### EXTRACT PROVIDED

****************************************

On our last day of exploration, we land at King George Island in the South Shetland group, which has the only airstrip in the Antarctic Peninsula archipelago that can reliably be served to and from the South American continent. Our arrival is scheduled for one day prior to our intended flight to Punta Arenas, as a hedge against potential weather problems.
Day 12: King George Island / Fly to Punta Arenas, Chile
Our extraordinary shipboard adventure comes to a close today as we say farewell to our yacht, captain and hospitable crew. Weather permitting, we board our airplane for the two-hour flight to Punta Arenas on the southern tip of Chilean Patagonia. Overlooking the Strait of Magellan, Punta Arenas was a gold rush boomtown in the late 19th century. On arrival, we check in to our hotel. This evening, enjoy a farewell dinner in town, regaling one another with stories and indelible memories of this truly singular adventure.
Day 13: Punta Arenas / Depart
Fly homeward today from Punta Arenas, with a cache of memories to last a lifetime and then some!

****************************************

Bounding box annotation entries:
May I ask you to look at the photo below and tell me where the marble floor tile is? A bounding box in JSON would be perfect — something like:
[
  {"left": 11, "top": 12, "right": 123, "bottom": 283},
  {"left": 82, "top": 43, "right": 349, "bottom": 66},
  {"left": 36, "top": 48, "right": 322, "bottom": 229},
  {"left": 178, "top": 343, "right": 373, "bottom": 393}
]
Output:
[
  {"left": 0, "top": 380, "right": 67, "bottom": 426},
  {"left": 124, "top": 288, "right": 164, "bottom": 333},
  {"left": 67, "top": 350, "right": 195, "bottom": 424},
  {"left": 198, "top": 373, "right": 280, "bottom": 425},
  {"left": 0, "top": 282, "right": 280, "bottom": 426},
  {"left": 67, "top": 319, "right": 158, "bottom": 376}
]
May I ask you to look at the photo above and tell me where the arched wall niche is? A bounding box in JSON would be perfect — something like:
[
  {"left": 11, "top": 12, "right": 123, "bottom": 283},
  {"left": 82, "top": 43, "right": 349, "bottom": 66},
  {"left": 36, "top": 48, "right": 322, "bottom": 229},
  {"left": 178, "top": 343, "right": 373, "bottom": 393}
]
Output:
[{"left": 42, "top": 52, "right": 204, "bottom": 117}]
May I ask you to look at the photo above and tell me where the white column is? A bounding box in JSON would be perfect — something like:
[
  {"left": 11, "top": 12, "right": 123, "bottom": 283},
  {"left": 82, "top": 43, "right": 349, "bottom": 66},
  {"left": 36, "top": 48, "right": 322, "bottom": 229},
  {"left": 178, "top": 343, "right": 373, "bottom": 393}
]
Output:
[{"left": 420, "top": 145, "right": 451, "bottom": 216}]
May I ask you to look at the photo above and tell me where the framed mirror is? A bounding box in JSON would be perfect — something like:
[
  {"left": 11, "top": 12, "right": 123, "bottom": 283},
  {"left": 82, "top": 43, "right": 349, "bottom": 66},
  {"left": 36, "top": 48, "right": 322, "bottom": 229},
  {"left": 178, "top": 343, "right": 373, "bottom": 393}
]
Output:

****************************************

### WHAT TO WORK ON
**a)** According to the Antarctic trip itinerary, what was Punta Arenas in the late 19th century?
**b)** Write a continuation of the Antarctic trip itinerary, starting after its final sentence.

### OUTPUTS
**a)** A gold rush boomtown.

**b)**
Important note regarding flights: When flying to and from King George Island off the Antarctic Peninsula, weather determines all schedules. If weather does not allow us to travel as scheduled, we must wait until until it clears, or other times, we may push up the flight to be ahead of weather. Though historic weather patterns indicate that we should not be delayed for more than a few days, we can never predict when, or even if, inclement weather will clear to allow our departure. While we have "padded" our itinerary somewhat as a precaution against such circumstances, we ask that all guests purchase trip cancellation and interruption insurance to cover tour costs should your adventure be delayed or canceled because of weather.